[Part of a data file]
● ● ● ● ● ● ●

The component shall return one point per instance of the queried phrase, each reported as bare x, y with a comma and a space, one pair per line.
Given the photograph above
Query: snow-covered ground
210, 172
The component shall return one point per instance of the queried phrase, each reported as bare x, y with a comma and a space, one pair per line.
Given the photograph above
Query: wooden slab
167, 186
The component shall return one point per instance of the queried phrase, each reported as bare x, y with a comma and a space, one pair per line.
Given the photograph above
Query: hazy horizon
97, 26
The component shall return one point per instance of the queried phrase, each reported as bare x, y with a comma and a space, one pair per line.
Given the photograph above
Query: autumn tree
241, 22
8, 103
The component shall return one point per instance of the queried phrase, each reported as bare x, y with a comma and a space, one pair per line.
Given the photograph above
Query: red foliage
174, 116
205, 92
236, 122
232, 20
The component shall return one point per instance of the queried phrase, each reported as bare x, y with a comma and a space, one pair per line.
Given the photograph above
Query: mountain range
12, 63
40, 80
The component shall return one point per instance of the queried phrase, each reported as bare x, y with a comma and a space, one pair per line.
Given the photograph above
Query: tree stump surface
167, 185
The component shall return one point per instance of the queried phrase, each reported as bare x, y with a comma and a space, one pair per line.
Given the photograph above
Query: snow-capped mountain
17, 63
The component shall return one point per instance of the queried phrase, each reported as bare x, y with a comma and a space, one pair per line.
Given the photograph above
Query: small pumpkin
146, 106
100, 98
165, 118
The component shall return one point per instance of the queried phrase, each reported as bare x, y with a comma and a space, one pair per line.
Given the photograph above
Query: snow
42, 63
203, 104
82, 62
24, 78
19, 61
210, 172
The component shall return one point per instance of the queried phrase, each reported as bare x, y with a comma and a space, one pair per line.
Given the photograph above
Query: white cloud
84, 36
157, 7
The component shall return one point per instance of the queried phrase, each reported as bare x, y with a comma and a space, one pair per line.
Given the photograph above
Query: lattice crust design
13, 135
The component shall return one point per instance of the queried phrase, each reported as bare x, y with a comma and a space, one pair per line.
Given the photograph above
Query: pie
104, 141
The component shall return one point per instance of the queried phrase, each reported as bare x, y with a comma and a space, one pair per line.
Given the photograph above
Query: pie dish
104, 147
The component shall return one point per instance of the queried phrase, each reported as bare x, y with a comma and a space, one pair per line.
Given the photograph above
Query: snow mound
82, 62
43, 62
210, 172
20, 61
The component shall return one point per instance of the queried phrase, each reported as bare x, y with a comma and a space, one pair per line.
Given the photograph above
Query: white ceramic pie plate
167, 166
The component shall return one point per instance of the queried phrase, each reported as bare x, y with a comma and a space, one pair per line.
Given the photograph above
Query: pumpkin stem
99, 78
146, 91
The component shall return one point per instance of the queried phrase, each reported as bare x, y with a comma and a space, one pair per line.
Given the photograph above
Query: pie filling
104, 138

● ● ● ● ● ● ●

- **Task details**
Emit the records above again, exactly, with no line skipped.

- **Response to this exercise**
The component shall return one point per instance of the queried phrase, each reported as bare x, y with a comma and a space, one pair per line.
Given the photograph above
Query: snow-covered ground
210, 172
The component shall return one point per instance of the queried phrase, each reported as bare x, y with a comma and a space, one pair per line.
Given the photograph above
Query: wooden slab
167, 186
The component shall return one point per instance of the queried phrase, each reported as bare x, y with a comma and a space, one pair per line.
Given the photograph above
Query: hazy horizon
97, 26
The component shall return one point per instance of the queried phrase, each reported as bare x, y with a comma and a space, one pair per line.
Given the photograph above
Query: autumn tree
241, 22
8, 103
The component shall return one point per instance of the queried phrase, each reported as bare x, y with a comma and a space, one pair per line.
Given the photograph above
Query: red foliage
174, 116
205, 92
236, 122
232, 20
The component shall return one point per instance of the queried phrase, each reported as bare x, y with a comma and a space, one pair per line.
Given the photograph above
Query: mountain range
12, 63
40, 80
The component shall return one point per instance of the queried phrase, each reported as bare x, y with a comma and a space, one pair per line.
Given the photograph above
Query: tree stump surface
167, 185
The component shall return one point per instance of the queried phrase, each reported as bare x, y with a comma and a space, one pair per line.
Given the photograph above
Query: snow-capped mountain
17, 63
The component shall return one point per instance of the queried phrase, each reported as bare x, y with a comma and a space, one pair per line.
Given the photograph above
Query: small pumpkin
146, 106
100, 98
165, 118
The component shall return one point per instance of the queried phrase, each reported as bare x, y with a comma and a space, one pair per line.
Given the photograph above
Query: snow
42, 63
203, 104
82, 62
24, 78
19, 61
210, 172
The component shall return one point per instance of the queried phrase, each reported as bare x, y with a comma and a space, one pair per line.
Given the photograph above
Query: white cloud
84, 36
157, 7
The component shall return one point per instance of the queried phrase, each reported as bare x, y with a comma and a space, one pair per line.
Given the photograph above
Query: lattice crust design
13, 135
The component shall return one point per instance of the queried phrase, each reported as bare x, y with a comma and a space, one pair per line.
Given the photograph above
Query: pie
104, 141
The component shall return one point per instance of the queried phrase, each reported as bare x, y with a comma and a space, one pair per line.
Given the photograph above
Query: pie dish
104, 147
The component shall return one point per instance of the queried phrase, each reported as bare x, y with a comma and a space, one pair per line.
Given the photograph above
Query: snow mound
82, 62
43, 62
210, 172
20, 61
The component shall return one point per instance of the queried phrase, each reported as bare x, y with a comma and a space, one pair per line.
Given the photograph above
Query: white ceramic pie plate
167, 166
The component shall return one point per instance of the queried phrase, each reported as bare x, y with a comma and a space, one pair per line.
Given the photograph above
Query: pumpkin stem
99, 78
146, 91
The component shall return one point per instance of the queried phrase, each reported as bare x, y with a comma and a space, one pair per line.
Given the photograph above
Query: pie filling
104, 138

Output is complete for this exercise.